══ Testo da leggere

Potrei proseguire facendoTi capire che devi investire in allestimento, arredamento, magazzino, ma anche in conoscenze commerciali ed amministrative. Come puoi, Luisa, pensare di metterTi dietro ad un banco, senza alcuna conoscenza specifica di come trattare e gestire un cliente? Non puoi pensare di vendere solo ad amici; rifletti.
Ora devo darTi il solito suggerimento che do a tutti in questi casi: cercaTi un posto presso un negozio di pelletteria. A Siena non ne mancano e chissà quanti, inoltre, staranno cercando una commessa. Ascolta, lavora, impara e fai esperienza. Lascia passare qualche anno e nel frattempo cerca di capire come si evolve il mercato, non solo degli articoli ma anche degli stessi punti vendita.
Quando sarai più “grande” potrai decidere e la Tua decisione sarà più consapevole.

mercoledì 19 marzo 2008

Formazione

Luigi V. Milano
“l'azienda per cui lavoro è soddisfatta di me e quindi non ritiene di investire oltre per farmi fare corsi formativi. Così ho fatto la cosa che pensavo giusta: ho guardato in internet ed ho acquistato delle cassette e dei testi che nella loro pubblicità sarebbero serviti ad imparare tutto quanto serve per divenire super venditori; campioni di comunicazione ecc,,,ecc,,, Ho letto tutto, ho guardato i corsi e poi ho capito che non servono a nulla. Almeno è quello che è successo a me perchè, dicono cose che oltretutto lei ha già detto gratuitamente in altre risposte che avevo letto, inoltre anche chi le dice non è credibile. Volevo chiedere se c'è qualcosa che io non ho capito oppure se ho ragione e se acquistare questi corsi è inutile.”

Egregio Luigi,
la valutazione sull'acquisto di quei corsi la stai dando Tu stesso per quanto Ti hanno portato. Poi magari, altri diranno l'opposto ma il mondo è bello perchè è vario. Del resto anche su chi dice d'aver imparato, occorrerebbe sapere cosa ha imparato. L'affermazione non è prova di risultato. Quante volte siamo convinti d'aver capito tutto mentre invece...non è così!
Avrei potuto, anziché creare questo blog, costruire e vendere corsi on line ma sapevo di non fare una cosa che ritenevo “giusta” secondo il mio credo e quindi non l'ho fatta. Questo blog non ha la pretesa di formare. Non lo ha mai detto. Vuole solo informare (che è ben diverso) nel modo più chiaro possibile, soffermandosi sui punti importanti, cercando in questo modo, di far comprendere lentamente e quindi di cambiare alcuni comportamenti. Come vedi dico “cambiare alcuni comportamenti”. La formazione è data dallo scambio continuo tra formatore e partecipante, scambio che attraverso il confronto diretto, permette di apprendere. L'apprendimento poi avviene se, c'è un'eventuale correzione di un errore comportamentale nel momento in cui viene espressa, attraverso l'approfondimento dell'analisi del problema stesso. Detto questo, hai capito da solo che i soli testi o addirittura i video che pretendono di formare, in realtà sono solo utili al fine di conoscere qualcosa che non si conosceva. Ma, attento, la conoscenza non è “il sapere” o per meglio dire con un vecchio detto: “la teoria è diversa dalla pratica”.

════
══ Estratti dei dati

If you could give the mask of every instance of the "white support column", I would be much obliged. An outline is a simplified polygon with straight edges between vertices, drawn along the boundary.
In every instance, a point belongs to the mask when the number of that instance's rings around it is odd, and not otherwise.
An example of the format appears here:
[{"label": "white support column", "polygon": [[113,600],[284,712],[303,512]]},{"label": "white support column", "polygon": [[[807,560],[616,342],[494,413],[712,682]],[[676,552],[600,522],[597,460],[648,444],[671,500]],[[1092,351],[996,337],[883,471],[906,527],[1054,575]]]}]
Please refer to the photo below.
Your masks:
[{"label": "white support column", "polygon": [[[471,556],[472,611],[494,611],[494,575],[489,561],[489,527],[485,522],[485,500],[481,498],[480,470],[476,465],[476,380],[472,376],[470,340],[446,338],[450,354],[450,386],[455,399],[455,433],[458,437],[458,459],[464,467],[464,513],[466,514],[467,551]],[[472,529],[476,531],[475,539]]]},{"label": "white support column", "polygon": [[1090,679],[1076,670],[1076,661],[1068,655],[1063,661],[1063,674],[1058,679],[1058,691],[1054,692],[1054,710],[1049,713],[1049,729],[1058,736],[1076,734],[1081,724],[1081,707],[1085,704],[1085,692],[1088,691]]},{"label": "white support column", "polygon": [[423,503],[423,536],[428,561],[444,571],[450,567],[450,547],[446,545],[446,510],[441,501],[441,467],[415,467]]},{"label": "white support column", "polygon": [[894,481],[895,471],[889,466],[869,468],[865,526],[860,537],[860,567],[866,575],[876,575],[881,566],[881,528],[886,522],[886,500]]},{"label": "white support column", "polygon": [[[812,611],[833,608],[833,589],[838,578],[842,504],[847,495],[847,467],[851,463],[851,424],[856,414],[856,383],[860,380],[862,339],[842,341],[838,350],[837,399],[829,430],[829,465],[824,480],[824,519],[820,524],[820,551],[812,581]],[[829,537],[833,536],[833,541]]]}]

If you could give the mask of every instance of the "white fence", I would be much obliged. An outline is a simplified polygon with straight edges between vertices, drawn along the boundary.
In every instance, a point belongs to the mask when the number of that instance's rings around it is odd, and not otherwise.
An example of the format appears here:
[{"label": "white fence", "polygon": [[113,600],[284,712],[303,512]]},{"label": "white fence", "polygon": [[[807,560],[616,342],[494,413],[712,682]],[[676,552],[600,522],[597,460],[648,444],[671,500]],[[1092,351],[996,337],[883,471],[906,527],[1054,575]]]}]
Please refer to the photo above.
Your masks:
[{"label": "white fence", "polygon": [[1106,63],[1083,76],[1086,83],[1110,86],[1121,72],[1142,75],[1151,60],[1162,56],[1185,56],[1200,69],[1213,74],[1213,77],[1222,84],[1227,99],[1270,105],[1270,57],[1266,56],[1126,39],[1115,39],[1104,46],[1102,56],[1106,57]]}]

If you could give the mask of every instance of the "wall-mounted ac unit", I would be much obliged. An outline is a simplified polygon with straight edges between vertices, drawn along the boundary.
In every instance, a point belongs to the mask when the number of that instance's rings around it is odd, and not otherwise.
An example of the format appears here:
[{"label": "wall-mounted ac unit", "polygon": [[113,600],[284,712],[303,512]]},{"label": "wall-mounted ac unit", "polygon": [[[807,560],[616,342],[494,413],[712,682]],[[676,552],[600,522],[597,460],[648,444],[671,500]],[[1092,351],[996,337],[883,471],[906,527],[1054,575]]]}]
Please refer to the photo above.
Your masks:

════

## Consegna scritta A
Puoi riassumere il testo in due frasi?
## Consegna scritta B
Nel testo, puoi riscrivere il passo tra "Potrei proseguire facendoTi" e "ad amici; rifletti.", estremi inclusi, sostituendo "amici" con "parenti"?
Le voci riportate sopra non servono.

## Risposta completa A
A Luisa, che vorrebbe mettersi dietro a un banco senza conoscenze su come trattare e gestire un cliente, si suggerisce di cercare un posto presso un negozio di pelletteria a Siena, per fare esperienza e capire come si evolve il mercato. A Luigi, che ha acquistato cassette e testi scoprendo che non servono a nulla, si risponde che il blog vuole solo informare e non formare, perché la formazione nasce dallo scambio continuo tra formatore e partecipante e la teoria è diversa dalla pratica.

## Risposta completa B
Potrei proseguire facendoTi capire che devi investire in allestimento, arredamento, magazzino, ma anche in conoscenze commerciali ed amministrative. Come puoi, Luisa, pensare di metterTi dietro ad un banco, senza alcuna conoscenza specifica di come trattare e gestire un cliente? Non puoi pensare di vendere solo ad parenti; rifletti.